* The task: Revise the rows from the very beginning through the line containing "268L151 264L100 265L93", inclusive, so that "rough mask" becomes "coarse mask" and nothing else changes. Omit the pictures from your answer.

-*-

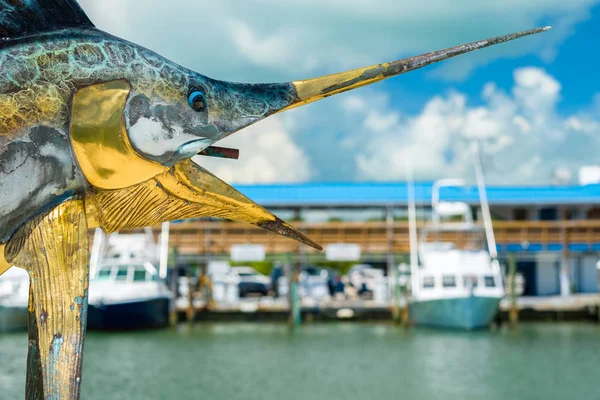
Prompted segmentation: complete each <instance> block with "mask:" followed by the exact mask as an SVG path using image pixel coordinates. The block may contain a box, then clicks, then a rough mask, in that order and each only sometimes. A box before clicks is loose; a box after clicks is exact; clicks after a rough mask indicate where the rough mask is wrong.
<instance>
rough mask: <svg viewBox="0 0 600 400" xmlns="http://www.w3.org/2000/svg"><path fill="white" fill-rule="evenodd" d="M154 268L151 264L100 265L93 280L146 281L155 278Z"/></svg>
mask: <svg viewBox="0 0 600 400" xmlns="http://www.w3.org/2000/svg"><path fill="white" fill-rule="evenodd" d="M156 279H157V276H156V270H155V269H154V267H153V266H152V265H144V264H134V265H119V264H116V265H115V264H113V265H104V266H102V267H100V269H99V270H98V272H97V273H96V276H95V277H94V280H96V281H109V280H112V281H117V282H147V281H153V280H156Z"/></svg>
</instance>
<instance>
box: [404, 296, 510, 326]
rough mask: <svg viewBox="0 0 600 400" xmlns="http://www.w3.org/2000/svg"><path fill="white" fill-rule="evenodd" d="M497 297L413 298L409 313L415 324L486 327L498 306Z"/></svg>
mask: <svg viewBox="0 0 600 400" xmlns="http://www.w3.org/2000/svg"><path fill="white" fill-rule="evenodd" d="M500 300H501V299H500V298H498V297H478V296H471V297H460V298H444V299H432V300H414V301H412V302H411V304H410V315H411V318H412V321H413V322H414V323H415V324H416V325H424V326H435V327H442V328H452V329H465V330H474V329H482V328H486V327H488V326H489V325H490V324H491V322H492V320H493V319H494V317H495V316H496V314H497V313H498V309H499V307H500Z"/></svg>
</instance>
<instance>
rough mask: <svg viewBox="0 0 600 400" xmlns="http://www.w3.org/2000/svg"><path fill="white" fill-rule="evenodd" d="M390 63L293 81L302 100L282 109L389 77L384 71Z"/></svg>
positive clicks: (298, 106)
mask: <svg viewBox="0 0 600 400" xmlns="http://www.w3.org/2000/svg"><path fill="white" fill-rule="evenodd" d="M389 64H390V63H385V64H378V65H373V66H370V67H366V68H358V69H355V70H352V71H347V72H341V73H338V74H332V75H327V76H322V77H319V78H314V79H307V80H302V81H296V82H292V84H293V85H294V87H295V88H296V91H297V92H298V97H299V99H300V101H299V102H298V103H295V104H293V105H292V106H290V107H288V108H286V109H284V110H282V111H285V110H289V109H291V108H296V107H300V106H303V105H305V104H309V103H312V102H314V101H317V100H321V99H324V98H326V97H329V96H333V95H336V94H338V93H342V92H345V91H348V90H352V89H356V88H359V87H361V86H367V85H370V84H371V83H375V82H378V81H381V80H383V79H386V78H388V77H387V76H384V75H383V72H384V71H385V70H386V68H387V67H388V66H389Z"/></svg>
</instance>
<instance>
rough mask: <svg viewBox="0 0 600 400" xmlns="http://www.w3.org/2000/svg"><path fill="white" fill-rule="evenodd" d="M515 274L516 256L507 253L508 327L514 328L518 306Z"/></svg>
mask: <svg viewBox="0 0 600 400" xmlns="http://www.w3.org/2000/svg"><path fill="white" fill-rule="evenodd" d="M516 275H517V258H516V257H515V255H514V254H509V255H508V279H509V287H510V309H509V311H508V320H509V323H510V327H511V328H512V329H516V327H517V325H518V323H519V307H518V304H517V288H516Z"/></svg>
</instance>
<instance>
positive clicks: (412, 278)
mask: <svg viewBox="0 0 600 400" xmlns="http://www.w3.org/2000/svg"><path fill="white" fill-rule="evenodd" d="M406 180H407V192H408V193H407V194H408V237H409V241H410V276H411V286H412V290H413V293H414V291H415V289H416V288H418V287H419V253H418V241H417V207H416V201H415V183H414V178H413V171H412V162H411V160H410V158H407V159H406Z"/></svg>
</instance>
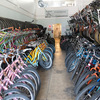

-*-

* Task answer:
Prompted segmentation: complete each <instance> block with "mask:" followed by the exact mask as an SVG path using image pixel coordinates. The block may contain a box, then clicks, then a coarse mask, in that order and each only sometimes. A box before clicks is loose; a box after clicks is exact; clicks after a coarse mask indicate where the coarse mask is wrong.
<instance>
coarse mask: <svg viewBox="0 0 600 400" xmlns="http://www.w3.org/2000/svg"><path fill="white" fill-rule="evenodd" d="M154 268L151 264L100 265L93 280L146 281L155 278Z"/></svg>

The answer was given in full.